-- Start --
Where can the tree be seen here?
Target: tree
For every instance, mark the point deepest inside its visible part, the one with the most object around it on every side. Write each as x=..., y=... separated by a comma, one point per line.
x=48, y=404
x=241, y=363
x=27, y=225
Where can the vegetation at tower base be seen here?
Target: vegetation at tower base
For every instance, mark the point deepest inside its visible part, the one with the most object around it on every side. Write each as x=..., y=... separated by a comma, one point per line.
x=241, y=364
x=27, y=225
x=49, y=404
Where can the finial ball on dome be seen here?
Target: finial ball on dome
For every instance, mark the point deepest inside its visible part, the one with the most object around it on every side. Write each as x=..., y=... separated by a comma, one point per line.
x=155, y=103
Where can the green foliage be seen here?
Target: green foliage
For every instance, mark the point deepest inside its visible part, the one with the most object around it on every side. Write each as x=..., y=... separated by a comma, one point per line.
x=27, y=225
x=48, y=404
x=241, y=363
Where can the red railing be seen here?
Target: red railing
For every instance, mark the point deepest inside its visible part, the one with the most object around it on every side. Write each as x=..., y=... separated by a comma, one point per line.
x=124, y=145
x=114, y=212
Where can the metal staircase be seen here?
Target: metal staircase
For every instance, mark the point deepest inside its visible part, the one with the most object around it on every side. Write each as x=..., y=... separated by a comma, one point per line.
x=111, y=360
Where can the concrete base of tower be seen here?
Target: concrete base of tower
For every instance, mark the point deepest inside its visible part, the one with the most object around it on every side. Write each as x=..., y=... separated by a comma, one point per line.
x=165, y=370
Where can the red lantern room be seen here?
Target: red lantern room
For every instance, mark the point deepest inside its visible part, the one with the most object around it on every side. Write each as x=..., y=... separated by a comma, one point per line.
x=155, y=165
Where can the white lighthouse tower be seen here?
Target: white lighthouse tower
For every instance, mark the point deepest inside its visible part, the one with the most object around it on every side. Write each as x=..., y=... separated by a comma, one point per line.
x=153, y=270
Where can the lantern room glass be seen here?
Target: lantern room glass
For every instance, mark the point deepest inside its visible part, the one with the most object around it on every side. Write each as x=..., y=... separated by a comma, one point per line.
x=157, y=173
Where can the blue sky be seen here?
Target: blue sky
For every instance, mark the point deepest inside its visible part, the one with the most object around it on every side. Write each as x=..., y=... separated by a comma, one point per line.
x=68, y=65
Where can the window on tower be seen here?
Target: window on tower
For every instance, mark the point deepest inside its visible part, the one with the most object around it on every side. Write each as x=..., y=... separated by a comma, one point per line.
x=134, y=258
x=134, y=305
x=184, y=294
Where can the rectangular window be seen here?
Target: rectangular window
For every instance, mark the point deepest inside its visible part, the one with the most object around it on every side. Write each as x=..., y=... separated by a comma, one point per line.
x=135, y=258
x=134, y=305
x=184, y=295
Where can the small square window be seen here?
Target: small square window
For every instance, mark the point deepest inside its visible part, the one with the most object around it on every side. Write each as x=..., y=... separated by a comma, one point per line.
-- End --
* **What is needed**: Shift the records starting at the line with "Where can the concrete" and ending at the line with "x=157, y=173". Write those lines out again, requests included, and add 16 to every x and y coordinate in the answers.

* **Full output**:
Where can the concrete base of tower be seen here?
Target: concrete base of tower
For every instance, mark the point deepest inside its visible part, the one with the most object around it on every side. Write each as x=..., y=... separated by a comma, one point per line.
x=181, y=386
Where can the red lantern room be seen here?
Target: red lantern room
For every instance, mark the point deepest inside its visible part, the one with the most object around it on every side. Write each as x=..., y=... separated by a comma, one point per line.
x=171, y=181
Where can the white lighthouse tower be seen here?
Target: white lighthouse tower
For every instance, mark the point deepest inside its visible part, the one with the most object around it on every side. Write each as x=..., y=... separated by a comma, one point per line.
x=169, y=286
Where can the lantern room glass be seen here?
Target: lantern room glass
For every instance, mark the point deepest inside its visible part, the one with the most object around it on every side. Write each as x=..., y=... separated by a comma, one point per line.
x=173, y=189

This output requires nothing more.